-- EXTRACTED ENTRIES follows --

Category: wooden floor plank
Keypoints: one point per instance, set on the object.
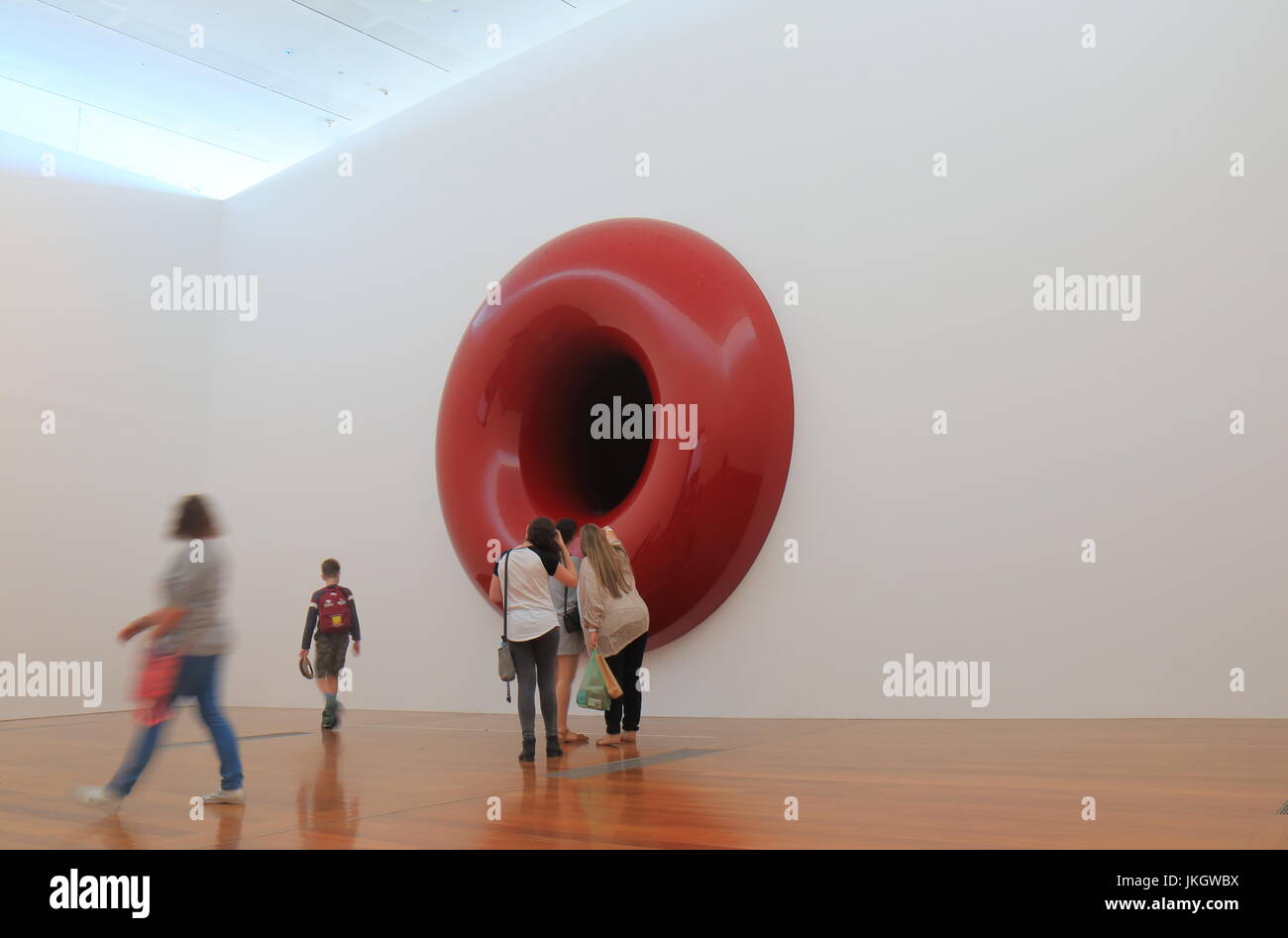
(423, 780)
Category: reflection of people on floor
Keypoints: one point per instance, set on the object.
(326, 817)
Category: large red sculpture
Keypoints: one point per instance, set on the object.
(614, 313)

-- EXTRACTED ENTRIES concluded --

» TASK PROMPT
The line containing "Category: reflection of people on floor" and all lines after it, to the end of the records, are to be output exactly and alone.

» SOLUTION BELOW
Category: reflection of people on floor
Keypoints: one point per instance, set on the object.
(326, 817)
Category: large red sculpture
Keypoints: one point per instance, set on the object.
(614, 313)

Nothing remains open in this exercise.